_Work to do_
Can you write out the lines of the records below, starting at the line containing "Pick out the bent" and ending at the end of the records, with every point coordinate in the answer lists shifted by adding 84 and all other text left unchanged?

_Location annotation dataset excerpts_
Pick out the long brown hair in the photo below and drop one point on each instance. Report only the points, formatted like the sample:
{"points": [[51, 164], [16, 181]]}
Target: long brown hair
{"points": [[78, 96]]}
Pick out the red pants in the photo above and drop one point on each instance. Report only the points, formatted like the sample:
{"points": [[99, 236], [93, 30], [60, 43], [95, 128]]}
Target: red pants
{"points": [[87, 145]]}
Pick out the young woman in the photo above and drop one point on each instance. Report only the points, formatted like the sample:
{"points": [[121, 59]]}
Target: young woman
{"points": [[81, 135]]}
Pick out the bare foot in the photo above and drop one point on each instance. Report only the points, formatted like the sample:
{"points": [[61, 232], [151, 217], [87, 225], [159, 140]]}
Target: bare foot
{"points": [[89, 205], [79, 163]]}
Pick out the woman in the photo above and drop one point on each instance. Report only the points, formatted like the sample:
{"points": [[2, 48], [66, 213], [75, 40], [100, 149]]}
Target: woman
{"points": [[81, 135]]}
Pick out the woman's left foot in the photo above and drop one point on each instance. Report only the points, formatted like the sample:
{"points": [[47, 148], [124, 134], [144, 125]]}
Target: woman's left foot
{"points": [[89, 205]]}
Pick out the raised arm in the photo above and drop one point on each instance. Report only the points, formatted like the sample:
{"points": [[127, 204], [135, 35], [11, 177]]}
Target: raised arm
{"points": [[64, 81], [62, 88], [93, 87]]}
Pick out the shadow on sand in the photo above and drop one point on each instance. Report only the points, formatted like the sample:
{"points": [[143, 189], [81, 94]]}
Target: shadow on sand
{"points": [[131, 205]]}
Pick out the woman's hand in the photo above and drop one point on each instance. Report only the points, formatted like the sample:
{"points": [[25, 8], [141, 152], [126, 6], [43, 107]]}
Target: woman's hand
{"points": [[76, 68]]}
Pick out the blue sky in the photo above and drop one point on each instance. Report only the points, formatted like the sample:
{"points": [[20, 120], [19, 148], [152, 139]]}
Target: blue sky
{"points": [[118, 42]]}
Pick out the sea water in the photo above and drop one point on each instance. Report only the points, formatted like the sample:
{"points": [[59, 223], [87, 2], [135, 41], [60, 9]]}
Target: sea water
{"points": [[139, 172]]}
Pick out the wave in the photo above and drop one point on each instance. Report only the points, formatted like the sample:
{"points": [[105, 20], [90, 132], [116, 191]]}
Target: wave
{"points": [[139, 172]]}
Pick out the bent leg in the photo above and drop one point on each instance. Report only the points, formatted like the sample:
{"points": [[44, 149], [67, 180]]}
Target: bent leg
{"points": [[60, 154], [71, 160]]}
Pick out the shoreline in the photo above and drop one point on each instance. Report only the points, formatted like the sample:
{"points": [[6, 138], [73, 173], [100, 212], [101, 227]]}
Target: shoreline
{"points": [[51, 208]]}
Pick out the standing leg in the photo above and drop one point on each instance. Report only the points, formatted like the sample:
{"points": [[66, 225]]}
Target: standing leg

_Answer to this exercise_
Pick out the bent leg in the photo above and drop one point on each instance. Report only the points, formatted like the sample:
{"points": [[44, 149], [67, 180]]}
Target: bent leg
{"points": [[144, 238], [155, 244]]}
Pick out the shoreline in the photo above and drop one point on each instance. Report only the points, formatted like the sample:
{"points": [[6, 138], [73, 173], [100, 212], [101, 227]]}
Target: shoreline
{"points": [[135, 292]]}
Pick out the standing leg in the photo above and drop one point on each instance. Report only the points, formatted like the sample:
{"points": [[66, 225]]}
Target: standing leg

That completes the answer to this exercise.